>> START Listed records

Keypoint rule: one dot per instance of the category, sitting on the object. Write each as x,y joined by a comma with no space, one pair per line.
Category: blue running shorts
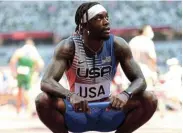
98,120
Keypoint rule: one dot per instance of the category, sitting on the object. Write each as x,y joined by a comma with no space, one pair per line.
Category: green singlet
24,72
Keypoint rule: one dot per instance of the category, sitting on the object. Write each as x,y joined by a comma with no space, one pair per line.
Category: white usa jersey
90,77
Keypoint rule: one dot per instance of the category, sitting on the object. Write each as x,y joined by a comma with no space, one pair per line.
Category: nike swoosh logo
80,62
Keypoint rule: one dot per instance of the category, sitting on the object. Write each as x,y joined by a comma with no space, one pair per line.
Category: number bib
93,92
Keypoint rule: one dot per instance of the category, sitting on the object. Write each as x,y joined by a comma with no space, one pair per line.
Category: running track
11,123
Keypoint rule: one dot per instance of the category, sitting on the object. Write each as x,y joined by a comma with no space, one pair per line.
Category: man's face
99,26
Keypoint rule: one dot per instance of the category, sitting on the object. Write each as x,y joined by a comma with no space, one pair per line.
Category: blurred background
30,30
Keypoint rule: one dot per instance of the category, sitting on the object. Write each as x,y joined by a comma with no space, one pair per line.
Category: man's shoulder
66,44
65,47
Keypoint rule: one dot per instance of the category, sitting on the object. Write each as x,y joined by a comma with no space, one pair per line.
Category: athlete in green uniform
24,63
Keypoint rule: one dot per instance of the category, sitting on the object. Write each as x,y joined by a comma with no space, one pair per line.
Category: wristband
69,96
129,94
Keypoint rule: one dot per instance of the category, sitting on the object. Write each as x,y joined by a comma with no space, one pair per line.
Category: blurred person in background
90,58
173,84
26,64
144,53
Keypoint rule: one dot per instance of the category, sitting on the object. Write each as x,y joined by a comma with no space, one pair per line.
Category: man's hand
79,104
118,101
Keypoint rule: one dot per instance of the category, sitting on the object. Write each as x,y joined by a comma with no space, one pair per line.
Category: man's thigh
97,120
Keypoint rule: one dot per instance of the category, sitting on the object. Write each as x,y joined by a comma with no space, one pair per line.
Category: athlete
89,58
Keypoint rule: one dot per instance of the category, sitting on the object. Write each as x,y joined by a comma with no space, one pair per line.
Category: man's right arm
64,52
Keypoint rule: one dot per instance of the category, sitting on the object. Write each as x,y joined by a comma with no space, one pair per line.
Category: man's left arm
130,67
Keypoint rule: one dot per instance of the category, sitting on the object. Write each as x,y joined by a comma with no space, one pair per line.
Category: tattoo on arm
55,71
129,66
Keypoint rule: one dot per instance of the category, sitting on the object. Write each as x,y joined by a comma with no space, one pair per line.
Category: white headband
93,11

>> END Listed records
>> START Listed records

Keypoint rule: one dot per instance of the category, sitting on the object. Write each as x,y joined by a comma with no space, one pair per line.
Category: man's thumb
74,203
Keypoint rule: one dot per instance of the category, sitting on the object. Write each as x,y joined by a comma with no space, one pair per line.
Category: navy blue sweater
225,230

>> END Listed records

*What the task requires*: Copy out each line of the entries above that contains the word "background".

*Answer to the exercise*:
Category: blurred background
Category: blurred person in background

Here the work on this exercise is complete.